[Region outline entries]
*****
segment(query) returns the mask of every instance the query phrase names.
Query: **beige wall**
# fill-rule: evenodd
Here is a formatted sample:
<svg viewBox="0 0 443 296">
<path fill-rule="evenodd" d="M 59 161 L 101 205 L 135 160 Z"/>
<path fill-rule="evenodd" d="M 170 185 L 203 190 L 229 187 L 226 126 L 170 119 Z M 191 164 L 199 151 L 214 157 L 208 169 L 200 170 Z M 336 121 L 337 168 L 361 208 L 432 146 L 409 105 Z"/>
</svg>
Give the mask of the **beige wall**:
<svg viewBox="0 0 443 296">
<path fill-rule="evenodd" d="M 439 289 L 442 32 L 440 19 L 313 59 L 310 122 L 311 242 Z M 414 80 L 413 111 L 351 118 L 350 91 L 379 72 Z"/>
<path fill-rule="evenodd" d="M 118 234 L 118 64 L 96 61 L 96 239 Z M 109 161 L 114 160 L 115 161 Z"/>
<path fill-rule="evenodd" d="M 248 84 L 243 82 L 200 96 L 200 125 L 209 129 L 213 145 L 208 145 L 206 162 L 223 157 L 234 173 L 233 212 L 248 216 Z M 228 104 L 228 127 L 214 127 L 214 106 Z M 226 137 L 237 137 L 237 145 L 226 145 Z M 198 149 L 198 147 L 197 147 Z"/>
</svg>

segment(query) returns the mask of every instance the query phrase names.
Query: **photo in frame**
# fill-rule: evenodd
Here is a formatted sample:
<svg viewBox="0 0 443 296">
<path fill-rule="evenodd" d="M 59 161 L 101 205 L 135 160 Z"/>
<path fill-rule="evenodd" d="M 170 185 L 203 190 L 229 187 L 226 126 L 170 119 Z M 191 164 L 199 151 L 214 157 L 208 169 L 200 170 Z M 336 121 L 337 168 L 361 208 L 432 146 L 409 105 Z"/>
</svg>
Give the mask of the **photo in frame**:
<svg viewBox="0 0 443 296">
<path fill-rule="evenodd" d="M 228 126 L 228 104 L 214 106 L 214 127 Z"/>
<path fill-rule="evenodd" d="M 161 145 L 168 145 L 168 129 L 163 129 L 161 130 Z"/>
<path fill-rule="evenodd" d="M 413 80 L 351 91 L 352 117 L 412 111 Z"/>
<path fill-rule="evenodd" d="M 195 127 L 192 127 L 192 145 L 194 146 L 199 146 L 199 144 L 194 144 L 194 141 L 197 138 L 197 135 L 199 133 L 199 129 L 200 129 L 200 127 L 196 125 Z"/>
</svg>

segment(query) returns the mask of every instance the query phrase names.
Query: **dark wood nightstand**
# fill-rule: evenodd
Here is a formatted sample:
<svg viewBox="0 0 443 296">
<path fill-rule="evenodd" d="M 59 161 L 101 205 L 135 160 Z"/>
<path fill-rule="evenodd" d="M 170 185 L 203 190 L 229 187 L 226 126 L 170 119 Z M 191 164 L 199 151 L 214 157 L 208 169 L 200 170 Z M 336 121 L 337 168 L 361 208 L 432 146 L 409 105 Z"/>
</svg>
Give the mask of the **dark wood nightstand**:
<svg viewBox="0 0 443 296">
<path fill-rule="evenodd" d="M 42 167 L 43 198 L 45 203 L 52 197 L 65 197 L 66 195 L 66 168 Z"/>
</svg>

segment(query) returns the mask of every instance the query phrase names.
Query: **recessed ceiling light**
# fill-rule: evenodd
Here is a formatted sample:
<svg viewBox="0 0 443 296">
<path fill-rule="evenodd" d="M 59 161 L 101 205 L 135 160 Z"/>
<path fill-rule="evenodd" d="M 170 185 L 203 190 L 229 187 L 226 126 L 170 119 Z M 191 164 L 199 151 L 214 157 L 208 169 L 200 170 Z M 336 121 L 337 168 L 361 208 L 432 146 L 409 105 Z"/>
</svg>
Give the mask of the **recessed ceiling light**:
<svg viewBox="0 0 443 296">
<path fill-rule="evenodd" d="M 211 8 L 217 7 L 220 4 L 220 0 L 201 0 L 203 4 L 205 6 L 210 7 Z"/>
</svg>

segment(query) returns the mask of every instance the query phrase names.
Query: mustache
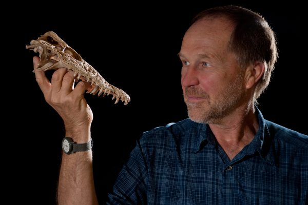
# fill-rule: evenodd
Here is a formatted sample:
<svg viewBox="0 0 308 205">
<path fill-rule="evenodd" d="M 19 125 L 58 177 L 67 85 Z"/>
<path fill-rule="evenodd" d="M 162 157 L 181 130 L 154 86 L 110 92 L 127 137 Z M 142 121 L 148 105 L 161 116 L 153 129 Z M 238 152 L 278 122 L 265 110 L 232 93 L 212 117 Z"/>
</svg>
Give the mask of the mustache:
<svg viewBox="0 0 308 205">
<path fill-rule="evenodd" d="M 185 88 L 184 95 L 193 95 L 194 96 L 208 98 L 209 96 L 204 90 L 196 87 Z"/>
</svg>

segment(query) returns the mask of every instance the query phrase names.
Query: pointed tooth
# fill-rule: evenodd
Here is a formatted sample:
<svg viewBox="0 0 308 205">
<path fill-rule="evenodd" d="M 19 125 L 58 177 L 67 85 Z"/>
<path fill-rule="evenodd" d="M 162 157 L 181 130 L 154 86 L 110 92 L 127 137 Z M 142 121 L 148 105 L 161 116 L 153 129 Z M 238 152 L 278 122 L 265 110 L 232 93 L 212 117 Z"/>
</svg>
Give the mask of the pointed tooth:
<svg viewBox="0 0 308 205">
<path fill-rule="evenodd" d="M 93 89 L 94 89 L 93 87 L 90 88 L 89 90 L 87 90 L 86 93 L 87 94 L 90 93 L 91 92 L 92 92 L 92 91 L 93 90 Z"/>
<path fill-rule="evenodd" d="M 52 63 L 49 62 L 44 65 L 44 66 L 42 66 L 41 68 L 37 68 L 37 69 L 38 70 L 42 70 L 45 71 L 46 69 L 47 69 L 47 68 L 48 68 L 48 67 L 50 67 L 51 66 L 52 66 Z"/>
<path fill-rule="evenodd" d="M 100 89 L 100 92 L 99 92 L 99 96 L 101 96 L 101 94 L 102 94 L 102 93 L 103 93 L 103 91 L 104 91 L 104 89 L 103 89 L 102 88 L 101 88 Z"/>
<path fill-rule="evenodd" d="M 94 89 L 93 89 L 93 90 L 92 91 L 92 92 L 91 92 L 90 93 L 90 94 L 93 94 L 94 93 L 95 93 L 98 90 L 98 89 L 99 89 L 99 86 L 96 86 L 95 87 L 95 88 L 94 88 Z"/>
</svg>

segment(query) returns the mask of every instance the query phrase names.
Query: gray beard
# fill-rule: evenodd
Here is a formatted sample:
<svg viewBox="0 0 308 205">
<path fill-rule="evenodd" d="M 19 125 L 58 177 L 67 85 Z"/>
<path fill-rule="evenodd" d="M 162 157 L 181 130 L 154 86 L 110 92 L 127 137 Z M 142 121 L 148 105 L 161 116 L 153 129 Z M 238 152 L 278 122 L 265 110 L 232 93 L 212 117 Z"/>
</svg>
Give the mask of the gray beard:
<svg viewBox="0 0 308 205">
<path fill-rule="evenodd" d="M 201 124 L 217 124 L 233 112 L 245 98 L 242 86 L 243 76 L 239 76 L 223 93 L 217 95 L 215 100 L 203 90 L 197 87 L 186 88 L 185 94 L 203 97 L 206 100 L 202 103 L 185 101 L 188 115 L 191 120 Z M 184 100 L 185 101 L 185 100 Z"/>
</svg>

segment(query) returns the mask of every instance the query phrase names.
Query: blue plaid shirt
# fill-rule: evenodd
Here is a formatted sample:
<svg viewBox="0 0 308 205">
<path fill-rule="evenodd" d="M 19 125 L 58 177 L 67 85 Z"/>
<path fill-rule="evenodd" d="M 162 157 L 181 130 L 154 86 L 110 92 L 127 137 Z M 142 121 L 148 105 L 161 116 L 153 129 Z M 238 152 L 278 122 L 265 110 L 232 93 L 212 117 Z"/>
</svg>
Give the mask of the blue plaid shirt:
<svg viewBox="0 0 308 205">
<path fill-rule="evenodd" d="M 256 136 L 232 160 L 189 119 L 145 133 L 107 203 L 307 204 L 308 136 L 256 112 Z"/>
</svg>

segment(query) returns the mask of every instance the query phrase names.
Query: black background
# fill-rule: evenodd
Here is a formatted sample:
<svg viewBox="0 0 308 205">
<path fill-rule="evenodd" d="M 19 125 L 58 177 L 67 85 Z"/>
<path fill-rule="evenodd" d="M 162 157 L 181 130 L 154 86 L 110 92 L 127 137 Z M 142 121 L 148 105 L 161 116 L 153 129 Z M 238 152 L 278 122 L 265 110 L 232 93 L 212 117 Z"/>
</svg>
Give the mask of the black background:
<svg viewBox="0 0 308 205">
<path fill-rule="evenodd" d="M 14 196 L 12 203 L 21 200 L 55 203 L 65 132 L 62 119 L 45 101 L 32 72 L 36 54 L 25 49 L 31 39 L 48 31 L 55 32 L 131 99 L 123 106 L 121 102 L 114 105 L 110 96 L 85 96 L 94 113 L 94 174 L 101 203 L 143 132 L 187 117 L 177 54 L 191 19 L 207 8 L 242 6 L 268 20 L 276 32 L 279 58 L 271 83 L 259 100 L 259 108 L 266 119 L 308 134 L 303 6 L 295 2 L 271 6 L 245 1 L 187 3 L 72 6 L 52 2 L 4 8 L 10 15 L 2 16 L 6 36 L 3 43 L 9 51 L 3 68 L 7 73 L 3 76 L 9 83 L 3 84 L 2 102 L 4 130 L 9 135 L 4 135 L 3 140 L 11 142 L 4 156 L 9 175 L 3 178 L 9 179 L 6 187 Z"/>
</svg>

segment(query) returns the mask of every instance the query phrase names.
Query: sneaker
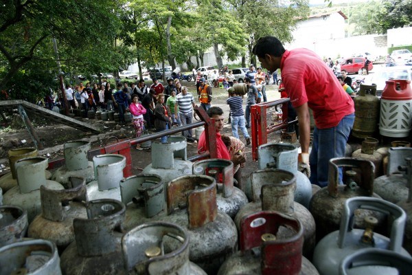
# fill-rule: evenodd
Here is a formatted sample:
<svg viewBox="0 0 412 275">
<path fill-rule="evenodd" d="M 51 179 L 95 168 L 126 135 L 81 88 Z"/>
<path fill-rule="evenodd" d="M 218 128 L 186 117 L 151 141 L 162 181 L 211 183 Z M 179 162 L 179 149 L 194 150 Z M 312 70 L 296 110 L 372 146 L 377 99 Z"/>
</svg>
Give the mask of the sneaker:
<svg viewBox="0 0 412 275">
<path fill-rule="evenodd" d="M 251 138 L 246 138 L 246 145 L 251 145 Z"/>
</svg>

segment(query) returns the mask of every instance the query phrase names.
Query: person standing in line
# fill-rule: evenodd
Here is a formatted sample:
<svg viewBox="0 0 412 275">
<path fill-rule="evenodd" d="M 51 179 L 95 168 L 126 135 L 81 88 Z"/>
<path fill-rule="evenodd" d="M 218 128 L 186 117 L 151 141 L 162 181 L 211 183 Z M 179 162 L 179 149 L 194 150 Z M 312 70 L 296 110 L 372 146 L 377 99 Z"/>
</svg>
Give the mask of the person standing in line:
<svg viewBox="0 0 412 275">
<path fill-rule="evenodd" d="M 187 87 L 186 86 L 183 86 L 182 92 L 177 95 L 174 104 L 174 115 L 179 115 L 182 126 L 192 124 L 193 109 L 194 107 L 194 98 L 193 95 L 187 92 Z M 194 140 L 192 137 L 192 129 L 183 131 L 182 135 L 186 138 L 188 142 L 194 142 Z"/>
<path fill-rule="evenodd" d="M 246 140 L 246 144 L 250 145 L 251 138 L 244 124 L 244 113 L 243 112 L 243 100 L 242 99 L 242 96 L 236 94 L 233 88 L 229 88 L 227 92 L 229 94 L 229 98 L 226 100 L 226 103 L 229 104 L 230 108 L 232 134 L 233 137 L 239 138 L 238 128 L 240 128 Z"/>
<path fill-rule="evenodd" d="M 267 69 L 280 68 L 299 120 L 302 152 L 299 170 L 309 177 L 312 184 L 326 186 L 329 161 L 345 156 L 355 118 L 354 100 L 342 89 L 332 70 L 309 50 L 288 51 L 276 37 L 265 36 L 258 41 L 252 52 Z M 315 124 L 310 155 L 309 108 L 313 111 Z M 340 174 L 341 179 L 341 171 Z"/>
<path fill-rule="evenodd" d="M 141 135 L 141 133 L 144 129 L 144 119 L 143 116 L 146 113 L 146 109 L 139 102 L 139 96 L 137 94 L 133 94 L 132 98 L 132 104 L 129 106 L 129 110 L 132 114 L 132 120 L 133 120 L 133 126 L 136 132 L 136 138 Z M 137 150 L 143 150 L 140 144 L 136 145 Z"/>
</svg>

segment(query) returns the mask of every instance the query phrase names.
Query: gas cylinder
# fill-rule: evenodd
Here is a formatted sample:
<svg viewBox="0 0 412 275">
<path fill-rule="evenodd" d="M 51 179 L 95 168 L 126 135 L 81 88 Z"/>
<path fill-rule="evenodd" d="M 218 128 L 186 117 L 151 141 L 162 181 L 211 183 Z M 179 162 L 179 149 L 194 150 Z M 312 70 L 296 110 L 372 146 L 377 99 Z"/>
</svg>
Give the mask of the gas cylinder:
*****
* **DIRECTIONS FOR THIS TASK**:
Copy out the part of the records that opens with the very first line and closes with the line containing "118 234 L 118", including both of those lines.

* **SOLUTION**:
segment(query) returns the mask of every instance the query phrase names.
Query: **beige wall**
# fill-rule: evenodd
Here is a formatted sample:
<svg viewBox="0 0 443 296">
<path fill-rule="evenodd" d="M 59 161 L 101 205 L 135 160 Z"/>
<path fill-rule="evenodd" d="M 170 185 L 203 190 L 229 187 L 226 126 L 170 119 Z M 191 164 L 199 151 L 214 157 L 208 169 L 200 170 Z M 336 121 L 337 168 L 361 208 L 432 146 L 409 105 Z"/>
</svg>
Give the mask of the **beige wall**:
<svg viewBox="0 0 443 296">
<path fill-rule="evenodd" d="M 439 289 L 442 32 L 440 19 L 313 59 L 310 122 L 311 242 Z M 414 80 L 413 111 L 351 118 L 350 91 L 379 72 Z"/>
<path fill-rule="evenodd" d="M 118 234 L 118 64 L 96 61 L 96 239 Z M 109 161 L 114 160 L 115 161 Z"/>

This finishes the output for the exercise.